[Dataset entries]
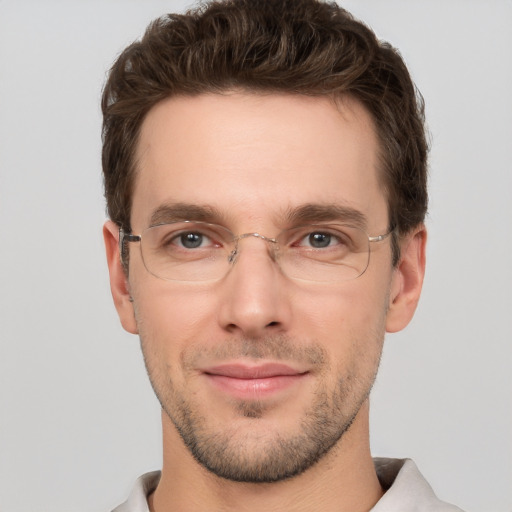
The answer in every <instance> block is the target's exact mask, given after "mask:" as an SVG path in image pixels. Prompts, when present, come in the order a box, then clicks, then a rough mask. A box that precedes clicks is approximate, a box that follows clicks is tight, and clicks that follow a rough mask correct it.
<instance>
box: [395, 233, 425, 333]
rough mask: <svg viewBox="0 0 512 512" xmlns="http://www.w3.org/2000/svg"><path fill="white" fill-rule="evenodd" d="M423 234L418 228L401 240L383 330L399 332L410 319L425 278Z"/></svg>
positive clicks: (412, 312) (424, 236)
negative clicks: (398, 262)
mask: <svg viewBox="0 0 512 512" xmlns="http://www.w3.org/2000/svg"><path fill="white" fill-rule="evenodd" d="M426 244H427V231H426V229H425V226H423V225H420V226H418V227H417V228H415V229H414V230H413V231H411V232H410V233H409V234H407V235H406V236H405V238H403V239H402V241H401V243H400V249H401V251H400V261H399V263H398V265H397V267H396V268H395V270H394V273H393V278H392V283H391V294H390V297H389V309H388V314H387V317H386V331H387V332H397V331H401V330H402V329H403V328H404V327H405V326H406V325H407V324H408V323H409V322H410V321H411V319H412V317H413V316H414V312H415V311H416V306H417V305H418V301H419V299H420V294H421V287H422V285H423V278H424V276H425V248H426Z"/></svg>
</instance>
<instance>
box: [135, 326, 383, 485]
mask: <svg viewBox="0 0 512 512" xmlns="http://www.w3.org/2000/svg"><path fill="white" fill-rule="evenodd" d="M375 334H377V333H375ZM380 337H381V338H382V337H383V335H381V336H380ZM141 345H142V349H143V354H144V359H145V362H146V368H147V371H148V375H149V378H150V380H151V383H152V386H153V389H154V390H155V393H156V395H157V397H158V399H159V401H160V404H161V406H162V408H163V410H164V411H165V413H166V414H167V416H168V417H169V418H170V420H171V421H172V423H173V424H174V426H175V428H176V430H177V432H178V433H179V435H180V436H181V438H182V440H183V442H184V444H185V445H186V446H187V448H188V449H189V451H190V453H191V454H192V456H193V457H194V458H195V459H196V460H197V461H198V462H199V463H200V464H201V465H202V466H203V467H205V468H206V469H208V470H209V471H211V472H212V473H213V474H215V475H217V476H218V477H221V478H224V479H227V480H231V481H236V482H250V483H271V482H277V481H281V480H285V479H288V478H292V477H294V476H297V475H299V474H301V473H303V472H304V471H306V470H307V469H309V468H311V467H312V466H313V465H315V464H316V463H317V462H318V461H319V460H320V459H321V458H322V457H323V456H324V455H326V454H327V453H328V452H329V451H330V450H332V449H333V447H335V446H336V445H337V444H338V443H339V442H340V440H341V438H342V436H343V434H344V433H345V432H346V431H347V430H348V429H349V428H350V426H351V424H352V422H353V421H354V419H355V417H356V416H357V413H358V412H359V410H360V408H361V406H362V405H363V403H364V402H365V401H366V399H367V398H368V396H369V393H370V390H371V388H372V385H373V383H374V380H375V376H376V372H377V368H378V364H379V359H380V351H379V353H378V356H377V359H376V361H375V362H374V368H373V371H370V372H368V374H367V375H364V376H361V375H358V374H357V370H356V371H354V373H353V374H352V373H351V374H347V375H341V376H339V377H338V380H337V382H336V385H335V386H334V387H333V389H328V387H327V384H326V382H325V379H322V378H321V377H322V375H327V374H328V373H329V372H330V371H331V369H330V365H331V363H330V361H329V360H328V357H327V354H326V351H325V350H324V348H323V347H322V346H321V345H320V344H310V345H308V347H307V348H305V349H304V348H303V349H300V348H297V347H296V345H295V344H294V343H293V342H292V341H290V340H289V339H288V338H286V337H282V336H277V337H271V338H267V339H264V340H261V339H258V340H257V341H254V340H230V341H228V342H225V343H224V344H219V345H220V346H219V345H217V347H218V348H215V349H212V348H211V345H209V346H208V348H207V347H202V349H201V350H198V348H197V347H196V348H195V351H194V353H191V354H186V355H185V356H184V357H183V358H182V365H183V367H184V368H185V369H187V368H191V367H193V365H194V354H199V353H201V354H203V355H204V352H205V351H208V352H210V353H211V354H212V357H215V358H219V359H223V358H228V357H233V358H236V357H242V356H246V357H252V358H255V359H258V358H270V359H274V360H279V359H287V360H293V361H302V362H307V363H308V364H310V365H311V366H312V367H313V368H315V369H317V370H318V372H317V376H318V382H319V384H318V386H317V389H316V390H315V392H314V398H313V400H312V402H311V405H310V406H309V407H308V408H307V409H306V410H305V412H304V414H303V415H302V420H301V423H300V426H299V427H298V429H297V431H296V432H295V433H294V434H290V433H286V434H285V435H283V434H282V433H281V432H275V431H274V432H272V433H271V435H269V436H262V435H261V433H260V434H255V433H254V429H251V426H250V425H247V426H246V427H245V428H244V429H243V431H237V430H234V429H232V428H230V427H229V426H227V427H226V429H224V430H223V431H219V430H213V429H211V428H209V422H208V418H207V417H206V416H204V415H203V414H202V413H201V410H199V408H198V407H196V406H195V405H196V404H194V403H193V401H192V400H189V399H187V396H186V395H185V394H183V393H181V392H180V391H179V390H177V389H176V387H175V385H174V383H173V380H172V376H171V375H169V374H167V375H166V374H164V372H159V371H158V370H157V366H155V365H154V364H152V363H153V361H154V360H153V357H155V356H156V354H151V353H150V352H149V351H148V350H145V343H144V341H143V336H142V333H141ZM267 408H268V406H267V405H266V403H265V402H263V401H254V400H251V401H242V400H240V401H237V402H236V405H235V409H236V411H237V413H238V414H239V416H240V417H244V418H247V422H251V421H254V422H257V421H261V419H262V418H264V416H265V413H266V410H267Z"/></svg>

WHAT YOU SHOULD DO
Print out every entry above without changing a word, and leave out the pictures.

WRITTEN RESPONSE
The answer in every <instance> block is the target's exact mask, given after "mask:" as an SVG path in image pixels. Prompts, when present, come in the order a box, then clicks, then a rough mask. A box that precedes clicks is approximate, a box that follows clicks is tight, and clicks that follow a rough mask correct it.
<instance>
box: [395, 233, 425, 333]
rough mask: <svg viewBox="0 0 512 512" xmlns="http://www.w3.org/2000/svg"><path fill="white" fill-rule="evenodd" d="M423 234L418 228L401 240L383 330L399 332L410 319L425 278Z"/></svg>
positive clicks: (412, 312) (424, 236)
negative clicks: (398, 262)
mask: <svg viewBox="0 0 512 512" xmlns="http://www.w3.org/2000/svg"><path fill="white" fill-rule="evenodd" d="M426 244H427V231H426V229H425V226H423V225H420V226H418V227H417V228H415V229H414V230H413V231H411V232H410V233H409V234H407V235H406V236H405V238H403V239H402V241H401V243H400V249H401V251H400V261H399V263H398V265H397V267H396V268H395V270H394V273H393V278H392V283H391V294H390V297H389V309H388V314H387V317H386V331H387V332H397V331H401V330H402V329H403V328H404V327H405V326H406V325H407V324H408V323H409V322H410V321H411V319H412V317H413V316H414V312H415V311H416V306H417V305H418V301H419V299H420V294H421V287H422V285H423V278H424V276H425V248H426Z"/></svg>
</instance>
<instance>
box: [135, 326, 383, 485]
mask: <svg viewBox="0 0 512 512" xmlns="http://www.w3.org/2000/svg"><path fill="white" fill-rule="evenodd" d="M375 334H377V333H375ZM380 337H381V338H382V337H383V335H381V336H380ZM141 345H142V349H143V354H144V359H145V362H146V368H147V371H148V375H149V378H150V380H151V383H152V386H153V389H154V390H155V393H156V395H157V397H158V399H159V401H160V404H161V406H162V408H163V410H164V411H165V413H166V414H167V416H168V417H169V418H170V420H171V421H172V423H173V424H174V426H175V428H176V430H177V432H178V433H179V435H180V436H181V438H182V440H183V442H184V444H185V445H186V446H187V448H188V449H189V451H190V453H191V454H192V456H193V457H194V458H195V459H196V460H197V461H198V462H199V463H200V464H201V465H202V466H203V467H205V468H206V469H208V470H209V471H211V472H212V473H213V474H215V475H217V476H218V477H221V478H224V479H227V480H231V481H236V482H250V483H271V482H277V481H281V480H285V479H288V478H292V477H294V476H297V475H299V474H301V473H303V472H304V471H306V470H307V469H309V468H311V467H312V466H313V465H315V464H316V463H317V462H318V461H319V460H320V459H321V458H322V457H323V456H324V455H326V454H327V453H328V452H329V451H330V450H332V449H333V447H335V446H336V445H337V444H338V443H339V442H340V440H341V438H342V436H343V434H344V433H345V432H346V431H347V430H348V429H349V428H350V426H351V424H352V422H353V421H354V419H355V417H356V416H357V413H358V412H359V410H360V408H361V406H362V405H363V403H364V402H365V401H366V399H367V398H368V396H369V393H370V390H371V388H372V385H373V383H374V380H375V376H376V372H377V368H378V364H379V359H380V351H379V353H378V356H377V359H376V361H375V362H374V368H373V371H370V372H368V374H367V375H364V376H361V375H358V374H357V370H356V371H354V373H353V374H352V373H351V374H347V375H341V376H339V377H338V380H337V382H336V385H335V386H334V387H333V389H328V387H327V384H326V382H325V379H322V378H321V377H322V375H327V374H328V373H329V372H330V371H331V369H330V365H331V363H330V361H329V360H328V357H327V354H326V351H325V350H324V348H323V347H322V346H321V345H320V344H310V345H308V347H307V348H305V349H304V348H303V349H300V348H297V347H296V345H295V344H294V343H293V342H292V341H290V340H289V339H288V338H286V337H282V336H277V337H271V338H267V339H264V340H261V339H258V340H257V341H254V340H230V341H228V342H225V343H224V344H219V345H220V346H219V345H217V347H218V348H215V349H212V348H211V345H209V346H208V348H207V347H202V349H201V350H198V348H197V347H196V348H195V351H194V353H191V354H186V355H185V356H184V357H183V358H182V365H183V367H184V368H185V369H187V368H191V367H193V365H194V354H199V353H201V354H203V355H204V352H205V351H208V352H210V353H211V354H212V357H215V358H219V359H223V358H228V357H233V358H236V357H242V356H246V357H252V358H255V359H258V358H270V359H274V360H279V359H287V360H293V361H302V362H307V363H308V364H310V365H311V366H312V367H313V368H315V369H317V370H318V372H317V376H318V382H319V384H318V386H317V389H316V390H315V392H314V398H313V400H312V402H311V405H310V406H309V407H308V408H307V409H306V410H305V412H304V414H303V415H302V420H301V423H300V426H299V427H298V429H297V431H296V432H295V433H294V434H290V433H286V434H285V435H283V434H282V433H281V432H275V431H274V432H272V433H271V435H269V436H262V435H261V433H260V434H255V433H254V429H251V426H250V425H247V426H246V427H245V428H244V429H243V431H237V430H234V429H232V428H230V427H229V426H227V427H226V429H224V430H223V431H219V430H213V429H211V428H209V422H208V418H207V417H206V416H204V415H203V414H202V413H201V410H199V408H198V407H196V406H195V405H196V404H194V403H193V401H192V400H189V399H187V396H186V395H185V394H183V393H181V392H180V391H179V390H177V389H176V387H175V385H174V383H173V380H172V376H171V375H169V374H167V375H166V374H164V372H159V371H158V370H157V366H155V365H154V364H152V363H153V361H154V360H153V357H155V356H156V354H151V353H150V352H149V351H148V350H145V343H144V341H143V336H142V333H141ZM267 408H268V406H267V405H266V403H265V402H263V401H254V400H251V401H242V400H240V401H237V402H236V405H235V409H236V411H237V413H238V414H239V416H240V417H244V418H247V422H251V421H254V422H257V421H261V419H262V418H264V416H265V413H266V410H267Z"/></svg>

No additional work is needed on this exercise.